-- SUPPLIED MATERIAL --
*****
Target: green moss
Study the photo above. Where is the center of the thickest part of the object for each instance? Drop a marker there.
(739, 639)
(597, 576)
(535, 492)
*****
-- SHORT PROBLEM --
Please copy the lines above word for word.

-- IN RESPONSE --
Target: green moss
Study the photo above. Where is the center of the thickest part of the object for each instance? Drop a marker there.
(739, 639)
(597, 576)
(535, 492)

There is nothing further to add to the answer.